__WHAT IS EXPECTED__:
Render the items as a Markdown table with columns Row and Text, starting at the first line and ending with the line that contains "xmin=0 ymin=160 xmax=66 ymax=195". Number each line and leave out blank lines.

__RAW DATA__:

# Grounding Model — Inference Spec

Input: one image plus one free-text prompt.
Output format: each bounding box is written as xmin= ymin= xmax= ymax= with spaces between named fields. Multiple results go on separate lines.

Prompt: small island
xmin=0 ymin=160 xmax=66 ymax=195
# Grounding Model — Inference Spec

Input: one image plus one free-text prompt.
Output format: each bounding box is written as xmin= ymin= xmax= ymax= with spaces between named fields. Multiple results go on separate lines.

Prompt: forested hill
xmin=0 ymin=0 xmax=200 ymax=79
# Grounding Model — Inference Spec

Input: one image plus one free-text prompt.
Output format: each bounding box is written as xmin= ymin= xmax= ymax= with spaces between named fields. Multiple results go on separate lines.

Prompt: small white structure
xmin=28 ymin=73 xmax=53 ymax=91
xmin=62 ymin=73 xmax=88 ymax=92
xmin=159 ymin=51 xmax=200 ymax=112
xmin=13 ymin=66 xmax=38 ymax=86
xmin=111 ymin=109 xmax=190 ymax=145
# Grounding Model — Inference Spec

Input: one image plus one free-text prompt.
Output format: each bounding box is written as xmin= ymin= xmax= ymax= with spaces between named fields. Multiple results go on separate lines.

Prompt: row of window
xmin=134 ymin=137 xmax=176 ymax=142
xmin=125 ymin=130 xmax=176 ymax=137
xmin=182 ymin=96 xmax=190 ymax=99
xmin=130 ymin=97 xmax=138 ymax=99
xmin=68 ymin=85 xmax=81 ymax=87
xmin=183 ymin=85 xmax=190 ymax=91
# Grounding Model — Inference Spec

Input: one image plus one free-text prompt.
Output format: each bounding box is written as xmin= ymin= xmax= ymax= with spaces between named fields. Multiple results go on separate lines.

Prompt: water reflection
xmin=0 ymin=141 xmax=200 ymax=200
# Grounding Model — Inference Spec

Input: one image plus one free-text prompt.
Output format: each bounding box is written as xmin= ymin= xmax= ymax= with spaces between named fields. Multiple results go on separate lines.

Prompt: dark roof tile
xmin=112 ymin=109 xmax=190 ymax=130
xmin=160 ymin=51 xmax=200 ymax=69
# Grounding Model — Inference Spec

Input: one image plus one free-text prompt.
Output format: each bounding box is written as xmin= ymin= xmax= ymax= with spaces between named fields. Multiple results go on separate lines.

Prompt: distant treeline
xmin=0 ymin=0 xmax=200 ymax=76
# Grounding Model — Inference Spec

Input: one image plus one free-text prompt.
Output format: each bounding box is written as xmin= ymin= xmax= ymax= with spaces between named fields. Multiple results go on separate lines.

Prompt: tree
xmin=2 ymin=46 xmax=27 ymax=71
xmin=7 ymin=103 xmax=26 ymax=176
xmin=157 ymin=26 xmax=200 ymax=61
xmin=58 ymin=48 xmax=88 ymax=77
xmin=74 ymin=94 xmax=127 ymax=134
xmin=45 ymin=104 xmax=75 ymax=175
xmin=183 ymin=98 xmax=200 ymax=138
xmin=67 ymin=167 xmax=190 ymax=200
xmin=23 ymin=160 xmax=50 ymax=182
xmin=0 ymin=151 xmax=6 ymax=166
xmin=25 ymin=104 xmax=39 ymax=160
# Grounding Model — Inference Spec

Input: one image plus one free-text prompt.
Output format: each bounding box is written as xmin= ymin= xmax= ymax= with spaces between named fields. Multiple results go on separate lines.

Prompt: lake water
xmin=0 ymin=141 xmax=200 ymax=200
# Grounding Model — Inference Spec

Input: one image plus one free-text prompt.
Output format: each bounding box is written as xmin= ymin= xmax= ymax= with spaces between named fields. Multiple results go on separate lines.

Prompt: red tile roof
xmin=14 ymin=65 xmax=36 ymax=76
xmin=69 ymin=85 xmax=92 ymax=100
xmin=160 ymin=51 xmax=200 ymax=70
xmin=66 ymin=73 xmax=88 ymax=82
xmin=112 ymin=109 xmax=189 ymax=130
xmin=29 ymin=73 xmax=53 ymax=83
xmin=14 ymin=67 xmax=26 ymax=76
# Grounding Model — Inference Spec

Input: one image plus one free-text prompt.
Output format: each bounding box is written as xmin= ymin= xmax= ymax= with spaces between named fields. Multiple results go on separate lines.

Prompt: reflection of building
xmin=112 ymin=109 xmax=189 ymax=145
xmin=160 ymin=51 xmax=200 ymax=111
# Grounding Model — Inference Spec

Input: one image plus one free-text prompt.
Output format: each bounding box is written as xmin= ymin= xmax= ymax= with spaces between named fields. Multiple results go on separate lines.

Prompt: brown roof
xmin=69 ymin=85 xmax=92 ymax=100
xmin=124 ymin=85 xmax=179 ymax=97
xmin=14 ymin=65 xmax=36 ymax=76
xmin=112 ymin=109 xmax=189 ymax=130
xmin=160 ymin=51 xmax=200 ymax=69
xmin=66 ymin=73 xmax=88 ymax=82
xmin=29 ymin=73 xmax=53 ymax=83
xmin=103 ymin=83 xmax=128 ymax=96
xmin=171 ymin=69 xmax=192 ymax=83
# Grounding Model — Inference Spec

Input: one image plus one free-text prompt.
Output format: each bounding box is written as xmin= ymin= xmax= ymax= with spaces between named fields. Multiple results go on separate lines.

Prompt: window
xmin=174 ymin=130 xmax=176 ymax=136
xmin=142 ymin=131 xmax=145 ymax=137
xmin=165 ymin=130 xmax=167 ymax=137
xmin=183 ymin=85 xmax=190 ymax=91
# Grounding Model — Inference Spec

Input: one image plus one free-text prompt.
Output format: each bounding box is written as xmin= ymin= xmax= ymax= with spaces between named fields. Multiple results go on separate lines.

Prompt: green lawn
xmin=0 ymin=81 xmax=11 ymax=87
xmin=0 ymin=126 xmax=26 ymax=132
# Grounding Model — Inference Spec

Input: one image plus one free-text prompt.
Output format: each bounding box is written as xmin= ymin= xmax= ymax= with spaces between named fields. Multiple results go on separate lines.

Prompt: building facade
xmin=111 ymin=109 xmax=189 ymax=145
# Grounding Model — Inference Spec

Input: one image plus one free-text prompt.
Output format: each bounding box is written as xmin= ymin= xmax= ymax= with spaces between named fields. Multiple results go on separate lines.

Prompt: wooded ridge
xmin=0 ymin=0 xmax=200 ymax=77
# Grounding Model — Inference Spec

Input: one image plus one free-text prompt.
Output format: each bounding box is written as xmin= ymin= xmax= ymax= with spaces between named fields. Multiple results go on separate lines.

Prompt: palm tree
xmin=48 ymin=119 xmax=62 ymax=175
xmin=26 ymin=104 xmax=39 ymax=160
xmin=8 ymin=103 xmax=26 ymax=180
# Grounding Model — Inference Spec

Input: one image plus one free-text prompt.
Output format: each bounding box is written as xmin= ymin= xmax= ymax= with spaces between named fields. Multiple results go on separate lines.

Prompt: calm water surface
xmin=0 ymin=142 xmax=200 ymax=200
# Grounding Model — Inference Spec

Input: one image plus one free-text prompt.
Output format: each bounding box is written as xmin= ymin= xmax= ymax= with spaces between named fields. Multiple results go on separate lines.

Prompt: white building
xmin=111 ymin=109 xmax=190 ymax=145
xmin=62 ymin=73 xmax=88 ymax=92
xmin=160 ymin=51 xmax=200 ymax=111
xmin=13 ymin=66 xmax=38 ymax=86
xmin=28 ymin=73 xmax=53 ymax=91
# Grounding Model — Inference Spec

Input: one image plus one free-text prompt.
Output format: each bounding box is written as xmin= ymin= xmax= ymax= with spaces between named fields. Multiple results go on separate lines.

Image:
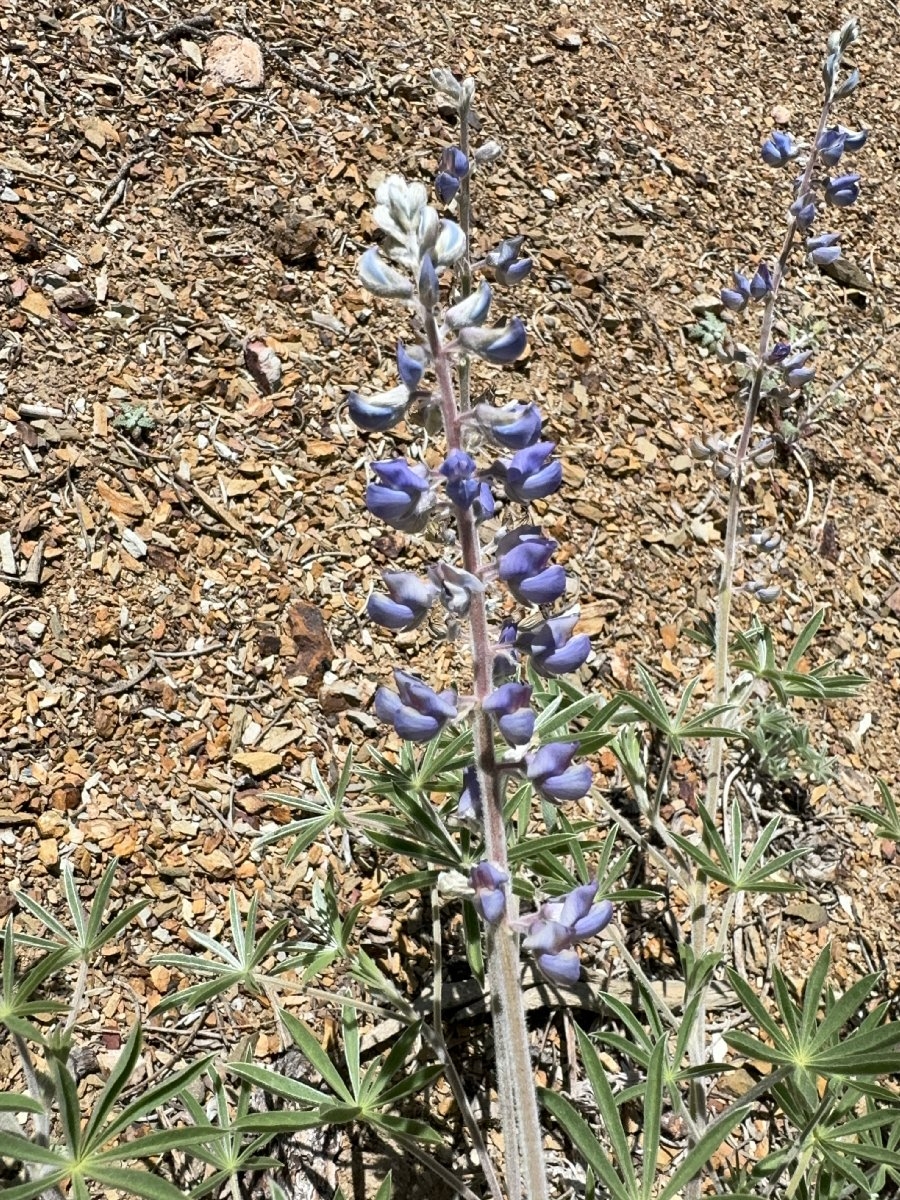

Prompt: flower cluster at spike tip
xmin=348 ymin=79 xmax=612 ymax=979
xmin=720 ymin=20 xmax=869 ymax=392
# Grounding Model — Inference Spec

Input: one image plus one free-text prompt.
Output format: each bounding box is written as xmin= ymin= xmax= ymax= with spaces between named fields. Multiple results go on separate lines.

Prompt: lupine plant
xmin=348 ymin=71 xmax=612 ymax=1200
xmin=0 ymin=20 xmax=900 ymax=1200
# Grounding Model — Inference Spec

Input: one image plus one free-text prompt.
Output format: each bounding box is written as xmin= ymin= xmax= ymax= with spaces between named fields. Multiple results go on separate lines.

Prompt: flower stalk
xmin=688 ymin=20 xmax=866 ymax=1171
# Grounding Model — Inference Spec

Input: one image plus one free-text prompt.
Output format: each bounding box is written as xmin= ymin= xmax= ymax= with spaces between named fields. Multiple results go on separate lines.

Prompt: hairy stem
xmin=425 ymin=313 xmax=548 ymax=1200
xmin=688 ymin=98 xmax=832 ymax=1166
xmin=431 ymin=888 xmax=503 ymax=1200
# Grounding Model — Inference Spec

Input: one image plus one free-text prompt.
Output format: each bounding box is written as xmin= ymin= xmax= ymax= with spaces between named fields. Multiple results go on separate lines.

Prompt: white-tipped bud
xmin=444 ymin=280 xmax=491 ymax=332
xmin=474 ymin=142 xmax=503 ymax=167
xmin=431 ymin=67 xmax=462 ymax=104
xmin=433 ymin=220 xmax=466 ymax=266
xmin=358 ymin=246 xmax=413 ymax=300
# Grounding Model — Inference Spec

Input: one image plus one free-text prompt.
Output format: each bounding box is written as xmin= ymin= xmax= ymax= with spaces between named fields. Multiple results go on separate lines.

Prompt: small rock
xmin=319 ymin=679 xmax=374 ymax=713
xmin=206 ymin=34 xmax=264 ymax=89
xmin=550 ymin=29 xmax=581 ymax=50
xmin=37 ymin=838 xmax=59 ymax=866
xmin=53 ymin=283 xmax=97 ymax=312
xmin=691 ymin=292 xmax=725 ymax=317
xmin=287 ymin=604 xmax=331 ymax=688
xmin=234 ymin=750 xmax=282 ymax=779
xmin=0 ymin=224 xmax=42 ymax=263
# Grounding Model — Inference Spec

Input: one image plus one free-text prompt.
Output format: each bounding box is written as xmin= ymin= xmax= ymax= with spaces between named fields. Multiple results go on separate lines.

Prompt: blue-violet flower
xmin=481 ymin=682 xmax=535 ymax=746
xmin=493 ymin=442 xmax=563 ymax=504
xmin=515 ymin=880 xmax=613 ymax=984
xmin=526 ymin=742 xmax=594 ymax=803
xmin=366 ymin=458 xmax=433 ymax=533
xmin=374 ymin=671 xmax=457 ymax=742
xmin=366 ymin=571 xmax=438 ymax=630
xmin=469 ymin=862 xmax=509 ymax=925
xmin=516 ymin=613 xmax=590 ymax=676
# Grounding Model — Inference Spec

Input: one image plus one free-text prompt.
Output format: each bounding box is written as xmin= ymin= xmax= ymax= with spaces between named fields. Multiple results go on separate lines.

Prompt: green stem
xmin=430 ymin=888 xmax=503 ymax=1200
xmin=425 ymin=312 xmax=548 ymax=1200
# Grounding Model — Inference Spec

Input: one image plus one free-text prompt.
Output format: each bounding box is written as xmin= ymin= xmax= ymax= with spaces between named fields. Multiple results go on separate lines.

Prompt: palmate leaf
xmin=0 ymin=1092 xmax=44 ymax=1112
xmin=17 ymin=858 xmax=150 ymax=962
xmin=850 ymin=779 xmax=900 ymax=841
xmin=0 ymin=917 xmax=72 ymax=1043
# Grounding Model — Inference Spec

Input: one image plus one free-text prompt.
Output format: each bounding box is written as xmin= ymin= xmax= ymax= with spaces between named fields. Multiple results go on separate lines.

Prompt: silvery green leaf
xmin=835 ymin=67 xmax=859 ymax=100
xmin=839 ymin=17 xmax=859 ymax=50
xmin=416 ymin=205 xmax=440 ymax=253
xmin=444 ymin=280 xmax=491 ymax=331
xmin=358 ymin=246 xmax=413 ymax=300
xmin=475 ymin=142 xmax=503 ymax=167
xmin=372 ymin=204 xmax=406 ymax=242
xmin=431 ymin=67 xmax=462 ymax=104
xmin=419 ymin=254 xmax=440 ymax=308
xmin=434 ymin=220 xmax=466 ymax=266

__IN RESPONSE__:
| Row | Text |
|---|---|
| 1 | # Grounding Model — Inference Spec |
| 2 | Input: one image plus one free-text prompt. |
| 3 | Output format: each bounding box is written as xmin= ymin= xmax= ymax= with spaces between named fields. Multiple results go on separate lines. |
| 4 | Prompt: small island |
| 5 | xmin=0 ymin=160 xmax=66 ymax=195 |